• **Problem requirements**: Rewrite the rows below, swapping "balcony" for "terrace" wherever it appears and changing nothing else. Omit the pictures from your answer.
-- Start Material provided --
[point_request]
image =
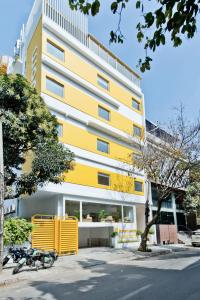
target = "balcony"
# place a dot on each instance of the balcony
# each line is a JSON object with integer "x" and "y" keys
{"x": 76, "y": 24}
-- End Material provided --
• **Response below**:
[point_request]
image =
target = "terrace"
# place a dot on each instance of the terrace
# each line is a JSON object with integer "x" and "y" keys
{"x": 76, "y": 24}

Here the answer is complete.